Try it »
When you copy the data, keep every word exactly as it is and leave the pictures out.

Records for the exercise »
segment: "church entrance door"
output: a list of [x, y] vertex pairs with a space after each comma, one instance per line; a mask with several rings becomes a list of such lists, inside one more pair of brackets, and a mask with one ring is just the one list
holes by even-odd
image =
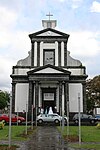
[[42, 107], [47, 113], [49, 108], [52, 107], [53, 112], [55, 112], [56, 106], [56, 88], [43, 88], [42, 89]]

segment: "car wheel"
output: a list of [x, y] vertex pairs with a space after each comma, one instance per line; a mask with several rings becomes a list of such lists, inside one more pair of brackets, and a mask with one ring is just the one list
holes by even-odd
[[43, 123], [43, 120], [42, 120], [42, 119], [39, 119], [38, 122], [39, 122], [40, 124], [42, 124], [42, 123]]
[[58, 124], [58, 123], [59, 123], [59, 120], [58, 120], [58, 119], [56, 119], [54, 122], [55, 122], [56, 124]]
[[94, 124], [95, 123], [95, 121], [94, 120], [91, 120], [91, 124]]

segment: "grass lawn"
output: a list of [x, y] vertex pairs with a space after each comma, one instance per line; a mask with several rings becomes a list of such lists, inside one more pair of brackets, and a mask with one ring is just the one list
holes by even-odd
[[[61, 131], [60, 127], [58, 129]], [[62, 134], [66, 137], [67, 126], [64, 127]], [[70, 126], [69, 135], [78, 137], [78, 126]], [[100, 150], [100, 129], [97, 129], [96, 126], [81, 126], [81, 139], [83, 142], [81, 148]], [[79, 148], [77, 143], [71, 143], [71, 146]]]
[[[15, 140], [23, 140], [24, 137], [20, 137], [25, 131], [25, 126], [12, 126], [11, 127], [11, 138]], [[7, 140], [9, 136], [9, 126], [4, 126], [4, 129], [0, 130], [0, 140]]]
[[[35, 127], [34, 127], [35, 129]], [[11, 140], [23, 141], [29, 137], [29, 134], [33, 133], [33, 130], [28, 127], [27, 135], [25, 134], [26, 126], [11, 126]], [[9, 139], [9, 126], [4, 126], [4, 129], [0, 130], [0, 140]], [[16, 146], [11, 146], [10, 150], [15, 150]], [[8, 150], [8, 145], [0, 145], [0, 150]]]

Solution below »
segment: "church entrance door"
output: a list of [x, y] vertex pairs with a space after each comma, one instance per line; a mask with several rings becomes a list of such lists, inside one more pair of brackets, and a mask with one ring is just the one list
holes by even-odd
image =
[[42, 107], [47, 113], [49, 108], [52, 107], [53, 112], [55, 112], [56, 106], [56, 88], [43, 88], [42, 89]]

segment: "car wheel"
output: a list of [x, y] vertex pairs with a space after each comma, one instance per line; a mask with several rings becomes a list of such lists, inside one more pair of brackets, and a mask with one ring is just the one list
holes by even-odd
[[43, 123], [43, 120], [42, 120], [42, 119], [39, 119], [38, 122], [39, 122], [40, 124], [42, 124], [42, 123]]
[[58, 124], [58, 123], [59, 123], [59, 120], [58, 120], [58, 119], [56, 119], [54, 122], [55, 122], [56, 124]]
[[94, 124], [95, 123], [95, 121], [94, 120], [91, 120], [91, 124]]

segment: "grass lawn"
output: a list of [x, y] vertex pairs with a space after each comma, one instance per line; a mask with several rings becomes a list of such lists, inside one more pair of brackets, and a mask with one ring is just the one list
holes by even-odd
[[[61, 131], [60, 127], [58, 129]], [[62, 134], [66, 137], [67, 126], [64, 127]], [[70, 126], [69, 135], [78, 137], [78, 126]], [[100, 150], [100, 129], [97, 129], [96, 126], [81, 126], [81, 139], [83, 142], [81, 148]], [[79, 148], [77, 143], [71, 143], [71, 146]]]
[[[15, 140], [23, 140], [24, 137], [20, 137], [25, 131], [25, 126], [12, 126], [11, 127], [11, 138]], [[7, 140], [9, 136], [9, 126], [4, 126], [4, 129], [0, 130], [0, 140]]]
[[[35, 127], [34, 127], [35, 129]], [[11, 140], [23, 141], [29, 137], [29, 134], [33, 133], [33, 130], [28, 127], [27, 135], [25, 134], [26, 126], [11, 126]], [[9, 139], [9, 126], [4, 126], [4, 129], [0, 130], [0, 140]], [[16, 146], [11, 146], [10, 150], [15, 150]], [[8, 150], [8, 145], [0, 145], [0, 150]]]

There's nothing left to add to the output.